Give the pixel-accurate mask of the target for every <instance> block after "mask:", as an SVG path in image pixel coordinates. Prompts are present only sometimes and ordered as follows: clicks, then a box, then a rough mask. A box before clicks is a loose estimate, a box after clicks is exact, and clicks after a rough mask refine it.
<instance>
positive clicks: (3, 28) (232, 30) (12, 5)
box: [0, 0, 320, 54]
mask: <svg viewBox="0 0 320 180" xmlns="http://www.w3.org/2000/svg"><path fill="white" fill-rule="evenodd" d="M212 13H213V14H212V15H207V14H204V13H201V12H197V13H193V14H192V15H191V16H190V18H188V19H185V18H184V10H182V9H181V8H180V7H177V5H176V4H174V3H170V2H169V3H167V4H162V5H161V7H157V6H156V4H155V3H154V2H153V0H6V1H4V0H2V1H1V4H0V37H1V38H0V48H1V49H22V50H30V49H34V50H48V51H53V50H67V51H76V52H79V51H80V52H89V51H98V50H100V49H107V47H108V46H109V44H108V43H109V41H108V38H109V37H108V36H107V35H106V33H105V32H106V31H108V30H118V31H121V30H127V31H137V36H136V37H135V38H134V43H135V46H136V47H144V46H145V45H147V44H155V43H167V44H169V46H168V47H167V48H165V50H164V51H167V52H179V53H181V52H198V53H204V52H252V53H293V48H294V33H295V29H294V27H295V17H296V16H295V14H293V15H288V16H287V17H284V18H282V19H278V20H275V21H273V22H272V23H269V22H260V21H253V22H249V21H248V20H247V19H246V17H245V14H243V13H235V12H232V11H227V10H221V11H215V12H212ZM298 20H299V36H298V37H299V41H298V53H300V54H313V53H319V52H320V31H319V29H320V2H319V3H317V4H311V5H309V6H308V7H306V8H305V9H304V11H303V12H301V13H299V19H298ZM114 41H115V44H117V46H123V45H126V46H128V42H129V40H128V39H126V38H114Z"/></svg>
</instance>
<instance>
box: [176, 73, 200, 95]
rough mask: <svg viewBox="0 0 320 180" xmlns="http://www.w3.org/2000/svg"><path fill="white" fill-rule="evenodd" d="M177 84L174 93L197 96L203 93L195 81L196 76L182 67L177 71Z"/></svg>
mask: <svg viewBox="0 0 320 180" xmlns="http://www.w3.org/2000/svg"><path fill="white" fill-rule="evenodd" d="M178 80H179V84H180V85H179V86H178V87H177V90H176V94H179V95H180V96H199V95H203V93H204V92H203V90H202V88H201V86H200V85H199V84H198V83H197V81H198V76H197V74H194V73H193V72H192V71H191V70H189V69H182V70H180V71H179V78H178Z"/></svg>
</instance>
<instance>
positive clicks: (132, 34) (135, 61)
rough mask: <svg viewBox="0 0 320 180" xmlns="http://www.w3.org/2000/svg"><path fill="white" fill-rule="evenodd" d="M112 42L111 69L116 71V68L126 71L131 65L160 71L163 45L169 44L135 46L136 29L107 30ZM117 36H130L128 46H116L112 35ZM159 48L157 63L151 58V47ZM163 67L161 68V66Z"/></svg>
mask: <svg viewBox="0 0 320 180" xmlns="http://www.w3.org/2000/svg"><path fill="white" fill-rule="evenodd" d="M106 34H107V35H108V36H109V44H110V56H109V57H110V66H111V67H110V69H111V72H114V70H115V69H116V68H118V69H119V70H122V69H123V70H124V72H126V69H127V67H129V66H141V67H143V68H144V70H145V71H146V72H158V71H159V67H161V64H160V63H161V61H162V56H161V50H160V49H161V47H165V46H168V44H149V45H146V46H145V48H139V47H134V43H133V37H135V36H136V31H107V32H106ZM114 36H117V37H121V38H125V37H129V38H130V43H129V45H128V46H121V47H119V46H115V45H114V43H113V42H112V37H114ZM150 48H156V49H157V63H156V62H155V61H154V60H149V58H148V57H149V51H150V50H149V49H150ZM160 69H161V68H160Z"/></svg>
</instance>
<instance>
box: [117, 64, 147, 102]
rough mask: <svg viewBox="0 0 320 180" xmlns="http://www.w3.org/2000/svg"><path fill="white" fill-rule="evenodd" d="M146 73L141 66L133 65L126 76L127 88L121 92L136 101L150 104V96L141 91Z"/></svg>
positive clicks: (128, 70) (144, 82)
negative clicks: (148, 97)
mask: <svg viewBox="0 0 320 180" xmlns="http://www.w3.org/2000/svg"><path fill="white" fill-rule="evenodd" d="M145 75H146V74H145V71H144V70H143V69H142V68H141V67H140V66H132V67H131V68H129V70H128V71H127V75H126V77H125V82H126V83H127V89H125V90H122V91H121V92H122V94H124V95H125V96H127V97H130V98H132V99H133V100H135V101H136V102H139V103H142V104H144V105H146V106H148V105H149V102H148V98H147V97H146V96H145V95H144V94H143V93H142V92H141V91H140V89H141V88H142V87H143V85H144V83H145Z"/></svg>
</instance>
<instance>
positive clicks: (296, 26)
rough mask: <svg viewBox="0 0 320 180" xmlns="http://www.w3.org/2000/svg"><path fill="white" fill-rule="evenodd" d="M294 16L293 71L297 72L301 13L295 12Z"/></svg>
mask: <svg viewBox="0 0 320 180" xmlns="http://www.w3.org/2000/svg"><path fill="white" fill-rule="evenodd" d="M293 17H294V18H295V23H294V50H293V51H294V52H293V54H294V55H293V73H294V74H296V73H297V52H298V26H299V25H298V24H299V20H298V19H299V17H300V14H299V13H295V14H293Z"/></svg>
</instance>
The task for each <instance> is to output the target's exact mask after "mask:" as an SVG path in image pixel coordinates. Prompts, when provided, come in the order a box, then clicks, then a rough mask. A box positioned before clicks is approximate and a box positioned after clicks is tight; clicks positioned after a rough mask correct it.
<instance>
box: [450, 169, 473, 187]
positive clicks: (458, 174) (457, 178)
--
**WORK TASK:** Wherever the word "positive" turns up in the material, copy the whole line.

**TASK OUTPUT:**
positive clicks: (3, 28) (232, 30) (12, 5)
positive clicks: (132, 34) (135, 61)
positive clicks: (128, 70) (144, 82)
positive clicks: (296, 26)
positive clicks: (458, 174) (457, 178)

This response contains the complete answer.